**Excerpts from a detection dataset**

********************

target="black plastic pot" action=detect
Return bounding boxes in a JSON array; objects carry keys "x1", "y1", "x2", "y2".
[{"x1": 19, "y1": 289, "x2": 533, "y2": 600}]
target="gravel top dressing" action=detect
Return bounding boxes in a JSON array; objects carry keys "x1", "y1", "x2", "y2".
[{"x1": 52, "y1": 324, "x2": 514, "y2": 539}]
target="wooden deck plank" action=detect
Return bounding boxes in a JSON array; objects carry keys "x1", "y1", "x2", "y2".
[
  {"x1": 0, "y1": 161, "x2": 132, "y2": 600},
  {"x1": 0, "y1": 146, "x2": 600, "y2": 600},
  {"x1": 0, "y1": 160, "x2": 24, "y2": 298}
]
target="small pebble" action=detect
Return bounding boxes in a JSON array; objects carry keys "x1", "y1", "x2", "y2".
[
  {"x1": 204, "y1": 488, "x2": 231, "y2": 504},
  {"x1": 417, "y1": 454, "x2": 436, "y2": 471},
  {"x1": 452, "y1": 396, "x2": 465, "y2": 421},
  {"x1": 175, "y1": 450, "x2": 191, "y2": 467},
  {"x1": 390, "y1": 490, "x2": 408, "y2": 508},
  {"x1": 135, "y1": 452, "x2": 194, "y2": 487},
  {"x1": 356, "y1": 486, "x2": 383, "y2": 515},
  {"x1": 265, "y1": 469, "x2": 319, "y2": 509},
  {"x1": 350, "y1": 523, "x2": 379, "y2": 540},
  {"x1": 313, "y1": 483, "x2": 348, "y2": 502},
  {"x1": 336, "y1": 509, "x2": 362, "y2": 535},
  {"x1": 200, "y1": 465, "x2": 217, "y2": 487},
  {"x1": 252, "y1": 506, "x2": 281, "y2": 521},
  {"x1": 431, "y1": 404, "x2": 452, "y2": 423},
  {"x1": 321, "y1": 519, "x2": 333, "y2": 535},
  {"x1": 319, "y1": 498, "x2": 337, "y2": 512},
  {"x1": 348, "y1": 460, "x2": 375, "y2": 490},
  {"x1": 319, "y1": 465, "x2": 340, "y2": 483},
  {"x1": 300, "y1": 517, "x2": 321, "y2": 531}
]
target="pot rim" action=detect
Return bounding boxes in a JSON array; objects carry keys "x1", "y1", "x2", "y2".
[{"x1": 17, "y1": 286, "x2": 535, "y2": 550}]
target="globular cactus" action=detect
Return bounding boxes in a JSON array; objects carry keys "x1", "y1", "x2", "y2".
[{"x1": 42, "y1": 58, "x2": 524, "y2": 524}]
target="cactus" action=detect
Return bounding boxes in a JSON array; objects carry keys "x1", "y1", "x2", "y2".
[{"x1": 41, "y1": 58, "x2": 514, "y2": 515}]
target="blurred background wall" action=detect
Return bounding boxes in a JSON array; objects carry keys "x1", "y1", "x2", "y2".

********************

**GIVEN EXERCISE**
Pull out each line of the records above in which the string "target" appears.

**FULL ANSWER**
target="black plastic pot" action=detect
target="gravel top dressing" action=detect
target="wooden deck plank" action=detect
target="small pebble" action=detect
target="pot rim" action=detect
target="globular cactus" action=detect
target="cactus" action=detect
target="blurred background wall" action=detect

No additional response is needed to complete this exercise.